_TEXT FOR ANALYSIS_:
Fallout from Iran ‘nuclear deal’: Saudis seen becoming ‘more active’ in developing WMD

by WorldTribune Staff, April 3, 2017

Saudi Arabia is expected to actively seek nuclear weapons capability to counter Iran, which continues to advance its own nuclear program despite the nuclear deal with world powers, a report said.

“Saudi Arabia is in the early stages of nuclear development” and will only become “more active” in seeking nuclear weapons, according to a March 31 report by the Institute for Science and International Security, a Washington D.C.-based organization that monitors global proliferation issues.

Saudi Arabia plans to build 16 nuclear power reactors by 2030.

The Obama administration’s claim that the nuclear deal with Iran would ease regional tensions has not materialized. Instead, Iran has more aggressively backed its terror proxies since the deal and continues to harass U.S. military assets and allies in the region.

The nuclear deal “has also not eliminated the Kingdom’s desire for nuclear weapons capabilities and even nuclear weapons, but rather reduced the pressure on Saudi Arabia to match Iran’s nuclear weapons capabilities in the short term,” according to the institute’s report.

Saudi has already stated its intention to build at least 16 nuclear reactors in the coming years.

_RECORDS PROVIDED_:
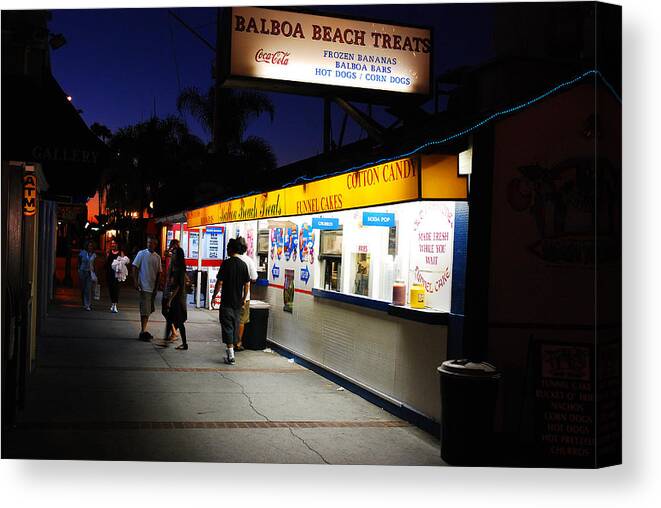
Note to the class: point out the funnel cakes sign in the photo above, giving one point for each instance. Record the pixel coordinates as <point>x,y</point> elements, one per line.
<point>294,49</point>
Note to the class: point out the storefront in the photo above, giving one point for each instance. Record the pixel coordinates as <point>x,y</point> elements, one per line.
<point>340,259</point>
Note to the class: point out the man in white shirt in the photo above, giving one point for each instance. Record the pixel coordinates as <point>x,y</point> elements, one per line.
<point>146,267</point>
<point>252,272</point>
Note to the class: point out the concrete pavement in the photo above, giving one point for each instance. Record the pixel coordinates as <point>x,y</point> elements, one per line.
<point>99,393</point>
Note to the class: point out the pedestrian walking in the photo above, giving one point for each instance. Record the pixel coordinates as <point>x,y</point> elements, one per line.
<point>252,272</point>
<point>116,272</point>
<point>174,298</point>
<point>146,267</point>
<point>234,279</point>
<point>86,273</point>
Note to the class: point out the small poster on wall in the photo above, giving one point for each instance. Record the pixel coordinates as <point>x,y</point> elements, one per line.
<point>431,259</point>
<point>288,291</point>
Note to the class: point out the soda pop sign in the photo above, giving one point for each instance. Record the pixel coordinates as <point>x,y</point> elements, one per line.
<point>275,58</point>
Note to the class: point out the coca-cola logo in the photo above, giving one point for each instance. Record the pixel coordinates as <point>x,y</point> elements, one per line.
<point>275,57</point>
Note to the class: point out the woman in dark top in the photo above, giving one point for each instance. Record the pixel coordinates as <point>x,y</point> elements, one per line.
<point>174,297</point>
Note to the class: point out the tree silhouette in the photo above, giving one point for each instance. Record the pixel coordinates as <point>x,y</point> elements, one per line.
<point>238,108</point>
<point>101,131</point>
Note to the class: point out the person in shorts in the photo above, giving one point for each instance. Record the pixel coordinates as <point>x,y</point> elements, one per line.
<point>252,272</point>
<point>146,268</point>
<point>234,279</point>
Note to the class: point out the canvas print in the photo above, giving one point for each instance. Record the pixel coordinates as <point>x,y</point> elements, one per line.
<point>437,187</point>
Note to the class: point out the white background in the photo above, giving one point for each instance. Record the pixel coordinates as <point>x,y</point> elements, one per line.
<point>637,483</point>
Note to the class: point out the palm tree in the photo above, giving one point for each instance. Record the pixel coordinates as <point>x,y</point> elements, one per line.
<point>239,108</point>
<point>101,131</point>
<point>150,155</point>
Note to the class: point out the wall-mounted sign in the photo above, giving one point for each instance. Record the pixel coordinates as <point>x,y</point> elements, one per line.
<point>305,274</point>
<point>395,181</point>
<point>325,223</point>
<point>260,206</point>
<point>213,243</point>
<point>64,153</point>
<point>295,50</point>
<point>378,219</point>
<point>29,191</point>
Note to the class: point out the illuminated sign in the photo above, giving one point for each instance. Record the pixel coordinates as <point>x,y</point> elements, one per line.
<point>325,223</point>
<point>378,219</point>
<point>396,181</point>
<point>294,47</point>
<point>29,192</point>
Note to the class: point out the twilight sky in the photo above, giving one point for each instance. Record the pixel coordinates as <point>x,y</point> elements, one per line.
<point>120,65</point>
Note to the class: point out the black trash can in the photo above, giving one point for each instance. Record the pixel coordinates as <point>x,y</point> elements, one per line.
<point>468,405</point>
<point>254,335</point>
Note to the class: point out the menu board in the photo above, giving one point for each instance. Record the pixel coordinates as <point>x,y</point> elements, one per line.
<point>431,255</point>
<point>214,243</point>
<point>564,404</point>
<point>194,243</point>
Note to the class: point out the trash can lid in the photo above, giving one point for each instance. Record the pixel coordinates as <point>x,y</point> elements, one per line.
<point>467,368</point>
<point>258,304</point>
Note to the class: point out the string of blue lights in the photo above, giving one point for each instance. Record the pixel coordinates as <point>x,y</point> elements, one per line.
<point>463,132</point>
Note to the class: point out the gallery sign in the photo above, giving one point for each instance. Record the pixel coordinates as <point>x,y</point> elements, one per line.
<point>294,50</point>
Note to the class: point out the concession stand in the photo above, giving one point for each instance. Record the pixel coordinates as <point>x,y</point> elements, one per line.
<point>340,260</point>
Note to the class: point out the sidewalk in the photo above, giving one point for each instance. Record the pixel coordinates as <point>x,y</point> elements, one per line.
<point>99,393</point>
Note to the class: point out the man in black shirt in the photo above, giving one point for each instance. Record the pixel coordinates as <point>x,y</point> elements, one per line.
<point>235,281</point>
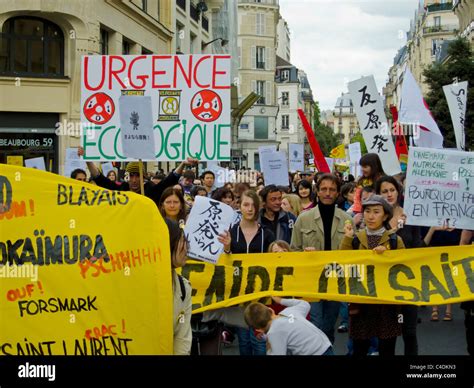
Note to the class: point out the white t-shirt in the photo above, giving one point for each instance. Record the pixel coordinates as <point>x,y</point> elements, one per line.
<point>292,334</point>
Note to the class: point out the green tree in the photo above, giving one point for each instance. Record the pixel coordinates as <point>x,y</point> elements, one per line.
<point>359,138</point>
<point>325,135</point>
<point>460,66</point>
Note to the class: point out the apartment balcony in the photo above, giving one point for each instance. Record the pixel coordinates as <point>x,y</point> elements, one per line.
<point>205,23</point>
<point>181,4</point>
<point>439,7</point>
<point>443,28</point>
<point>194,13</point>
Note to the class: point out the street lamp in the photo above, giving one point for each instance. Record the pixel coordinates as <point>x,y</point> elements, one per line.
<point>223,42</point>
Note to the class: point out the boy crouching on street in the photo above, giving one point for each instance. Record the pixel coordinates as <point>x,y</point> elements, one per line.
<point>289,332</point>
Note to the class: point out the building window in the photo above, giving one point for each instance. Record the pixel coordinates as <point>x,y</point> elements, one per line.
<point>125,47</point>
<point>104,42</point>
<point>261,92</point>
<point>285,121</point>
<point>260,23</point>
<point>31,46</point>
<point>261,127</point>
<point>260,58</point>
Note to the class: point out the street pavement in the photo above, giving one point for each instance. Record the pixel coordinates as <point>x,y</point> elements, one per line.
<point>434,338</point>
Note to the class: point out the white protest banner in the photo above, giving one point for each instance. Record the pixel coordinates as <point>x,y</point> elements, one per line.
<point>73,162</point>
<point>296,157</point>
<point>456,95</point>
<point>330,162</point>
<point>274,166</point>
<point>355,154</point>
<point>368,106</point>
<point>107,167</point>
<point>439,188</point>
<point>136,123</point>
<point>37,163</point>
<point>207,219</point>
<point>190,97</point>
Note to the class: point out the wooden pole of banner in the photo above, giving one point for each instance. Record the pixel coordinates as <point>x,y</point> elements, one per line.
<point>140,168</point>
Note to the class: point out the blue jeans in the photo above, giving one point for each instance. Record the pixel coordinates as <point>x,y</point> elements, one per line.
<point>324,316</point>
<point>344,311</point>
<point>329,352</point>
<point>249,344</point>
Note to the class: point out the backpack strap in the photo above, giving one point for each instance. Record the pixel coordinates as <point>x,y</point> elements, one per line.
<point>393,241</point>
<point>183,288</point>
<point>355,242</point>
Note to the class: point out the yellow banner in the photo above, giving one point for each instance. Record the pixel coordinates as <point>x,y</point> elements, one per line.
<point>83,270</point>
<point>338,152</point>
<point>423,276</point>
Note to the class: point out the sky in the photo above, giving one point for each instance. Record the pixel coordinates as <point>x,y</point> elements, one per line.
<point>338,41</point>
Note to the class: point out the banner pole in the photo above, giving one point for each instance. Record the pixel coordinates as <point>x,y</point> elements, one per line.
<point>140,167</point>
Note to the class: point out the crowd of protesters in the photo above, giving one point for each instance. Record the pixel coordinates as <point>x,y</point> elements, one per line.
<point>315,212</point>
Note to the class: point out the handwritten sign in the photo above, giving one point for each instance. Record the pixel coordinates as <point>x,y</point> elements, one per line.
<point>207,219</point>
<point>368,106</point>
<point>73,162</point>
<point>75,283</point>
<point>296,157</point>
<point>136,123</point>
<point>440,188</point>
<point>456,95</point>
<point>190,100</point>
<point>354,157</point>
<point>275,168</point>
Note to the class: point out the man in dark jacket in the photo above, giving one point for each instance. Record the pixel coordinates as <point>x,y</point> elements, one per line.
<point>273,217</point>
<point>152,191</point>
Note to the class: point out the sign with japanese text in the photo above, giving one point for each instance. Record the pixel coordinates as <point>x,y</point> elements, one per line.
<point>136,125</point>
<point>439,188</point>
<point>190,102</point>
<point>296,157</point>
<point>368,106</point>
<point>207,219</point>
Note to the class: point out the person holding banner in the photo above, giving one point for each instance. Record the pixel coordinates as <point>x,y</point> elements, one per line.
<point>273,217</point>
<point>304,191</point>
<point>182,304</point>
<point>132,170</point>
<point>313,231</point>
<point>370,320</point>
<point>248,236</point>
<point>172,205</point>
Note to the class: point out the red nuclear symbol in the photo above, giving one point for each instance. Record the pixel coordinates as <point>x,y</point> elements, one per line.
<point>206,105</point>
<point>99,108</point>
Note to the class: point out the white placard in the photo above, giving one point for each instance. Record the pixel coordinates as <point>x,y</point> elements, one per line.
<point>73,162</point>
<point>136,123</point>
<point>208,218</point>
<point>355,154</point>
<point>274,166</point>
<point>37,163</point>
<point>107,167</point>
<point>190,97</point>
<point>373,124</point>
<point>296,157</point>
<point>440,187</point>
<point>456,95</point>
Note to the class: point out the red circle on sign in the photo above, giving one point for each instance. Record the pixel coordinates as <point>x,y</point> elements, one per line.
<point>99,108</point>
<point>206,105</point>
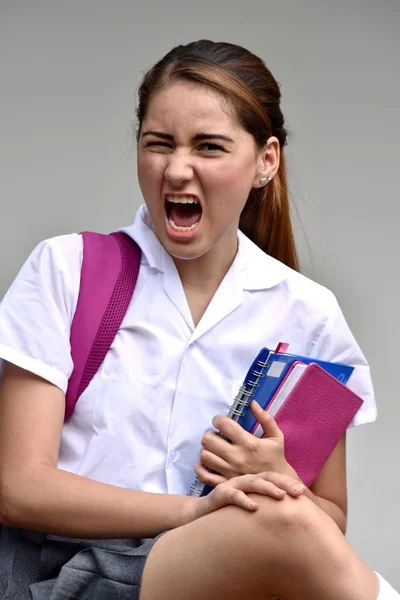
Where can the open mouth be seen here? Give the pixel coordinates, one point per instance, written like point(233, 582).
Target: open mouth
point(183, 212)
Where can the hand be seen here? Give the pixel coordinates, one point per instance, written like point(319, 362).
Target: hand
point(234, 491)
point(245, 453)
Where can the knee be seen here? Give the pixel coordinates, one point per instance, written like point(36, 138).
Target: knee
point(287, 516)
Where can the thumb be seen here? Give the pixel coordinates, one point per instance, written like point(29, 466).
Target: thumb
point(266, 421)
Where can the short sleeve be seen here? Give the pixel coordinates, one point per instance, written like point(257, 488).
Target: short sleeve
point(37, 311)
point(336, 343)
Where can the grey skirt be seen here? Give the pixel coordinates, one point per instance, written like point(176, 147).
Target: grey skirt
point(47, 567)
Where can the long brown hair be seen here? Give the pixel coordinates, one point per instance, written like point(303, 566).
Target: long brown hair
point(250, 88)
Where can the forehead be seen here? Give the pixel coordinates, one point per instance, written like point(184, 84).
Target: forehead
point(191, 105)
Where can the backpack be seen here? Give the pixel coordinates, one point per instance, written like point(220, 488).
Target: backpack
point(110, 269)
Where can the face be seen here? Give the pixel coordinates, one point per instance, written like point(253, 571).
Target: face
point(196, 167)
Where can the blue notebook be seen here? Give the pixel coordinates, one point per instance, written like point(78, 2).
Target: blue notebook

_EXERCISE SET_:
1. According to the article on Saudi Arabia's nuclear plans, how many nuclear power reactors does Saudi Arabia plan to build by 2030?
2. Resume the article on Saudi Arabia's nuclear plans after its last sentence.
The records are not needed for this work.

_YOUR WRITTEN ANSWERS_:
1. Saudi Arabia plans to build 16 nuclear power reactors by 2030.

2.
“There is little reason to doubt that Saudi Arabia will more actively seek nuclear weapons capabilities, motivated by its concerns about the ending of the [nuclear deal’s] major nuclear limitations starting after year 10 of the deal or sooner if the deal fails,” the report notes. “If Iran expands its enrichment capabilities, as it states it will do, Tehran will reduce nuclear breakout times, or the time needed to produce enough weapon-grade uranium for a nuclear weapon, to weeks and then days.”

“With these concerns, the Kingdom is likely to seek nuclear weapons capabilities as a hedge,” the report states.

As early as 2014, Saudi Arabia was pursuing the “scientific and engineering expertise necessary to take command of all aspects of the nuclear fuel cycle,” a European government official confirmed to the institute.

This type of research has taken place under the guise of a civilian nuclear program, according to the report, which did not find any evidence that Saudi Arabia has begun a clandestine weapons program.

“At this point in time and at its current pace of nuclear development, Saudi Arabia would require years to create the nuclear infrastructure needed to launch a nuclear weapons effort,” the report states, adding that the intention to achieve such a capability seems clear.

Right now, according to open source materials studied by the institute, “Saudi Arabia is concentrating on building up its civilian nuclear infrastructure” which includes acquiring nuclear facilities and partnering with nations such as Russia, South Korea, and China to exchange nuclear technology.

Saudi Arabia also is conducting research into civil nuclear capabilities and developing a multi-layered staff of nuclear engineers and scientists, according to the report.

“Saudi Arabia appears genuinely committed to importing many nuclear reactors and has pursued numerous cooperation agreements with other countries,” the report notes.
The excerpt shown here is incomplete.